## Exercise directions
Present every line of the entries below as a Markdown table with the columns Row and Line, numbering each row and skipping blank lines. Leave the pictures out of the table.

## Records
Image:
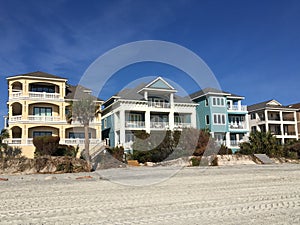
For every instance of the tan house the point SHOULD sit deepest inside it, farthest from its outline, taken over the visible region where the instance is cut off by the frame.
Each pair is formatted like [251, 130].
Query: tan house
[37, 105]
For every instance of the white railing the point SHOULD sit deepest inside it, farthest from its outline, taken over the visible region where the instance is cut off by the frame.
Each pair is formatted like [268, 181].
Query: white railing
[16, 94]
[43, 95]
[135, 124]
[235, 142]
[29, 141]
[182, 125]
[79, 141]
[237, 125]
[44, 118]
[15, 118]
[159, 125]
[77, 122]
[159, 104]
[238, 108]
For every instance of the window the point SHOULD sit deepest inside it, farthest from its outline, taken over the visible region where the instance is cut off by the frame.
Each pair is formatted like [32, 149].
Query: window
[218, 101]
[42, 88]
[105, 123]
[135, 117]
[207, 119]
[42, 111]
[219, 119]
[42, 133]
[78, 135]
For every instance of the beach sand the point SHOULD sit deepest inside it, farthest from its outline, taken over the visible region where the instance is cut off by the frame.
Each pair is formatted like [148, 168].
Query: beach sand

## The answer
| Row | Line |
|---|---|
| 1 | Image: |
| 2 | For every instance of the tan house the point SHOULD sit deepest inside it, farthest from its outline, taken over the visible region where the instance is cut off by the frame. |
| 3 | Each pair is formatted like [251, 130]. |
| 4 | Query: tan house |
| 5 | [37, 105] |
| 6 | For every instance of the white railing the point SHOULD sit deepest inside it, farthest from its outline, taken over the visible region where the instance is cut off by the frame. |
| 7 | Each pair is formatted like [268, 181]. |
| 8 | Query: white railing |
| 9 | [16, 94] |
| 10 | [43, 95] |
| 11 | [135, 124] |
| 12 | [235, 142] |
| 13 | [29, 141] |
| 14 | [182, 125] |
| 15 | [79, 141] |
| 16 | [237, 125] |
| 17 | [44, 118] |
| 18 | [15, 118] |
| 19 | [159, 125] |
| 20 | [77, 122] |
| 21 | [159, 104] |
| 22 | [238, 108] |
| 23 | For every instance of the window the point SHOULD sit deepest inside it, farthest from its outline, taken over the visible region where the instance is cut off by the frame. |
| 24 | Each pair is formatted like [32, 149]. |
| 25 | Query: window |
| 26 | [218, 101] |
| 27 | [42, 88] |
| 28 | [105, 123] |
| 29 | [135, 117] |
| 30 | [207, 119] |
| 31 | [42, 111] |
| 32 | [219, 119] |
| 33 | [42, 133] |
| 34 | [78, 135] |
| 35 | For every instance of the beach sand the point SHOULD sit deepest inside it, farthest from its outline, taken over the visible region where the instance is cut off by the frame. |
| 36 | Each pair is formatted like [148, 168]. |
| 37 | Query: beach sand |